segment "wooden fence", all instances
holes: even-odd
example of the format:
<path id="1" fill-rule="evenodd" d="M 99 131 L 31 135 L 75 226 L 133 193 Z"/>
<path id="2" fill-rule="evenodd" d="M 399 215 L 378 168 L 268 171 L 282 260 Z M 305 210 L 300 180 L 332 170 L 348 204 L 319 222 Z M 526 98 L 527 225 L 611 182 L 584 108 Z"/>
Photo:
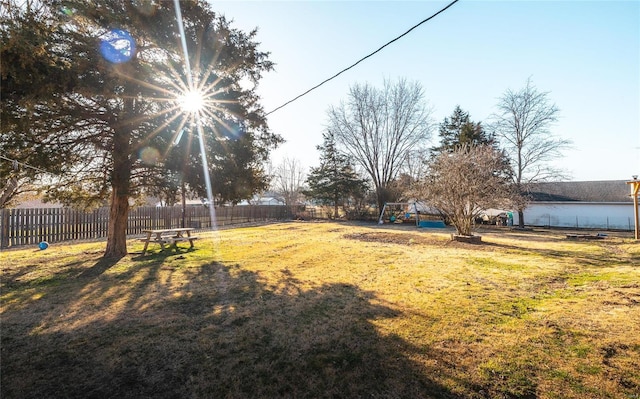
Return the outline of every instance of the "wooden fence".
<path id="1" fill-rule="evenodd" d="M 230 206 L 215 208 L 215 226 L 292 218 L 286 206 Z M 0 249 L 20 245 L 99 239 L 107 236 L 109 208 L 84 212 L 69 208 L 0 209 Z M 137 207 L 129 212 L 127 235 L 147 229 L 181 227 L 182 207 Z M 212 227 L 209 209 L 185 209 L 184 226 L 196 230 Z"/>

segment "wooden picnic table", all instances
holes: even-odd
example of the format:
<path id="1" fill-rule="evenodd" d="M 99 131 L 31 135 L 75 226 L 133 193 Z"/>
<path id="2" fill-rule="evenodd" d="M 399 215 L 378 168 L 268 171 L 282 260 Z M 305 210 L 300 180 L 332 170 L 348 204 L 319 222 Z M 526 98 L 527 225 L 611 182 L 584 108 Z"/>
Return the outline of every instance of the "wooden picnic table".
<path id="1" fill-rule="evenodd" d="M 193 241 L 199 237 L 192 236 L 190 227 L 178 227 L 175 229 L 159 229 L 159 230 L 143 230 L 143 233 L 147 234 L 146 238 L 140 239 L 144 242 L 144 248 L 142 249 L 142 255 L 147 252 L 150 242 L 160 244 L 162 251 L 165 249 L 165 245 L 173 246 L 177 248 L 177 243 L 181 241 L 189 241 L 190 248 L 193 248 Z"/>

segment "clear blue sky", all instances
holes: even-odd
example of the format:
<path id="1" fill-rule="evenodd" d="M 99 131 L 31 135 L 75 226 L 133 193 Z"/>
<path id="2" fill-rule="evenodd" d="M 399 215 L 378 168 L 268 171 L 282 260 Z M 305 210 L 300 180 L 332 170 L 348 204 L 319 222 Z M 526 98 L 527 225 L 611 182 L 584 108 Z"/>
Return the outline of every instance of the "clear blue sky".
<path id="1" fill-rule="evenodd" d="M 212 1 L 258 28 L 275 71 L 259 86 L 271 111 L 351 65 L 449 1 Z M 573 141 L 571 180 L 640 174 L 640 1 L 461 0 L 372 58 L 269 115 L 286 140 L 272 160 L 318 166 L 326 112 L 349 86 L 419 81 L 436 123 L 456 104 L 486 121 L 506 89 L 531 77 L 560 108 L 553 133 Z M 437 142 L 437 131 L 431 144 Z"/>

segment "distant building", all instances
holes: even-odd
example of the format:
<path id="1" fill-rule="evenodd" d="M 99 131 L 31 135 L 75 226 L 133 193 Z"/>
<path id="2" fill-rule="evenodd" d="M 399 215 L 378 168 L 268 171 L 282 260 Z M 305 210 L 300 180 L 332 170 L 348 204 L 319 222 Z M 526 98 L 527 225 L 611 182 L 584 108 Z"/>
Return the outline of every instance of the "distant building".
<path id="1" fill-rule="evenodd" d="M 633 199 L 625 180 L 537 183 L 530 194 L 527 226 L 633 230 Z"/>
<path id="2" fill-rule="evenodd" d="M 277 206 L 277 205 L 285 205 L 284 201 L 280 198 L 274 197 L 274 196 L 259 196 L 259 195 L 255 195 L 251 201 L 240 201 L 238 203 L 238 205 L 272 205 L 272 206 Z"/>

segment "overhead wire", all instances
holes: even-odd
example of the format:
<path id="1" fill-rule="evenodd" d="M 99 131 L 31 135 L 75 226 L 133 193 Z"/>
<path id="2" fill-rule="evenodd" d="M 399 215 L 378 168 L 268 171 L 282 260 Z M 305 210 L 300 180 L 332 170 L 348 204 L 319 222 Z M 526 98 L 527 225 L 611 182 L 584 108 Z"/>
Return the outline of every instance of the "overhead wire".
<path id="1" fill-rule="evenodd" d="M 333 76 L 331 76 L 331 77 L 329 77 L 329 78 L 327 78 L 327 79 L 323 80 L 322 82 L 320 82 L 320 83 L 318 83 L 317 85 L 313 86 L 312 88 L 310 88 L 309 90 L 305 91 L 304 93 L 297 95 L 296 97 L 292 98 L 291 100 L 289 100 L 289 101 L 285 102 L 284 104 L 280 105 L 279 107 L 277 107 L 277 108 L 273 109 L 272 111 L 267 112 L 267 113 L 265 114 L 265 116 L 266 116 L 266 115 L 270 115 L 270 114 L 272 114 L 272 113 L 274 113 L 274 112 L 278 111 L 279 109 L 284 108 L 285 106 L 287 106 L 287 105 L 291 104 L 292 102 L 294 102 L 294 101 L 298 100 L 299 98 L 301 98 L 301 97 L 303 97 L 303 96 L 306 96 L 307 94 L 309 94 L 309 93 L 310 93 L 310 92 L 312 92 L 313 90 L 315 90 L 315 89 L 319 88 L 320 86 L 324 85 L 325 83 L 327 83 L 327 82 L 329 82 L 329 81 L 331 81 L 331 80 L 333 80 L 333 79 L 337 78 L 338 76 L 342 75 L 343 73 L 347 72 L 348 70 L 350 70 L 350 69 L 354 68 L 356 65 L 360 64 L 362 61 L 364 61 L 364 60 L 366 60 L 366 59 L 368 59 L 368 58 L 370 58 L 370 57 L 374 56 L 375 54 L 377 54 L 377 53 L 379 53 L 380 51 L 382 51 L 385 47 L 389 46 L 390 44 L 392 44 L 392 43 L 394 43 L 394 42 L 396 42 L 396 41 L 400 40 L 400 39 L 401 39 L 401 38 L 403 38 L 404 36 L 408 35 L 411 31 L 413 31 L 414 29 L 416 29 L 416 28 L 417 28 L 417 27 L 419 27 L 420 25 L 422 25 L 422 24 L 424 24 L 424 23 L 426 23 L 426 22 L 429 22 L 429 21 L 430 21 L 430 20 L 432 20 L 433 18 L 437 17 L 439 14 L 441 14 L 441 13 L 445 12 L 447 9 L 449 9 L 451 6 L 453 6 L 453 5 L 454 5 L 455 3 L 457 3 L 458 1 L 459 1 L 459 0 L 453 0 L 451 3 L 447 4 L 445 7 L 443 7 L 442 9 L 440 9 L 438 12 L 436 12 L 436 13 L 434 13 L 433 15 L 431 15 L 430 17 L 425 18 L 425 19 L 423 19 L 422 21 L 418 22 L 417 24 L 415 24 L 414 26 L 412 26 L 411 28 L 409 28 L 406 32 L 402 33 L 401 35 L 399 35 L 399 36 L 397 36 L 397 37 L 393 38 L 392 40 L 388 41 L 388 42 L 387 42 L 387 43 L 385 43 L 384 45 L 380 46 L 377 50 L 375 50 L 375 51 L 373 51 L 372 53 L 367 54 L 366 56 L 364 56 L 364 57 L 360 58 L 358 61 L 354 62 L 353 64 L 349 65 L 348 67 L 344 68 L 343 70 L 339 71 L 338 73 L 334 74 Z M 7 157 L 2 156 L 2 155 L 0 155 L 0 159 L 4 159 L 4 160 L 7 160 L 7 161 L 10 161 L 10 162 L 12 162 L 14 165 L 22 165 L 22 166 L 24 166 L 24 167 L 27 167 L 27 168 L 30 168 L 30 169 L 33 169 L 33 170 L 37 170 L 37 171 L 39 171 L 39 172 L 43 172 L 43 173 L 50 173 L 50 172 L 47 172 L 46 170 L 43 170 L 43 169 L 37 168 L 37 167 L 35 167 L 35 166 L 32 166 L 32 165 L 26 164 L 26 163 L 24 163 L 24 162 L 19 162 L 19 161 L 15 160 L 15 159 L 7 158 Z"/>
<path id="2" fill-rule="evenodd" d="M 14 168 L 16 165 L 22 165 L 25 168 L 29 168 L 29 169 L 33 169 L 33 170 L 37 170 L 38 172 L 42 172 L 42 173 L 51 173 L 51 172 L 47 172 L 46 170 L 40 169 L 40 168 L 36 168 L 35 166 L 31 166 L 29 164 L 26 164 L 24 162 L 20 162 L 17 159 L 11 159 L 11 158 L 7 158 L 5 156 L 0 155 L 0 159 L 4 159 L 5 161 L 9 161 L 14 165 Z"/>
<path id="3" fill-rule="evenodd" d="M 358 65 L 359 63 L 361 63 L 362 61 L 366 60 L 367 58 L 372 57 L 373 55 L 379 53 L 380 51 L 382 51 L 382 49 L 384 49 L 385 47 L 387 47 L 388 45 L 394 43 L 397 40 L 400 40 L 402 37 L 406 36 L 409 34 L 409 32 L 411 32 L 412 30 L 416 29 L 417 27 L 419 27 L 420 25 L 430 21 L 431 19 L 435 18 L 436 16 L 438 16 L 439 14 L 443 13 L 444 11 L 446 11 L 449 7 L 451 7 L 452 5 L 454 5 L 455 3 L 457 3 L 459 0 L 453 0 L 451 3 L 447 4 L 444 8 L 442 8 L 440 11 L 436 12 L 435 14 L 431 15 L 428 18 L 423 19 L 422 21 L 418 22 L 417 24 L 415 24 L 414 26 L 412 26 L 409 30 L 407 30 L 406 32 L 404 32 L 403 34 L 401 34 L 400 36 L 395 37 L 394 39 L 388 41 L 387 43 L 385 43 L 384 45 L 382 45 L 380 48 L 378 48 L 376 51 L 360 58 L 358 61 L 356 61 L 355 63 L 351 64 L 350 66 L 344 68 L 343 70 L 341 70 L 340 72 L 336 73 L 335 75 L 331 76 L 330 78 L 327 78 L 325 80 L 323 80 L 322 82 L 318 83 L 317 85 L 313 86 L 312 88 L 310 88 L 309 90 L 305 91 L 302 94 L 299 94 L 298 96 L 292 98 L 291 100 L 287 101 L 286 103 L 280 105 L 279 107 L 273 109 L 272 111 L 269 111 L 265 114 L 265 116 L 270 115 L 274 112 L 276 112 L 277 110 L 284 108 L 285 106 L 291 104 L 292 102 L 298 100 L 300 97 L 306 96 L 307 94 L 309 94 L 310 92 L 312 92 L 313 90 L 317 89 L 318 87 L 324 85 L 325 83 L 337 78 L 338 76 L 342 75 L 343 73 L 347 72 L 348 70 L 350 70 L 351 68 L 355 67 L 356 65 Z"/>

+--

> **What the task asks**: Gather each line in the entries above where the string "segment" is found.

> **Expected answer**:
segment "wooden fence", all instances
segment "wooden picnic table", all instances
segment "clear blue sky", all instances
segment "distant building", all instances
segment "overhead wire", all instances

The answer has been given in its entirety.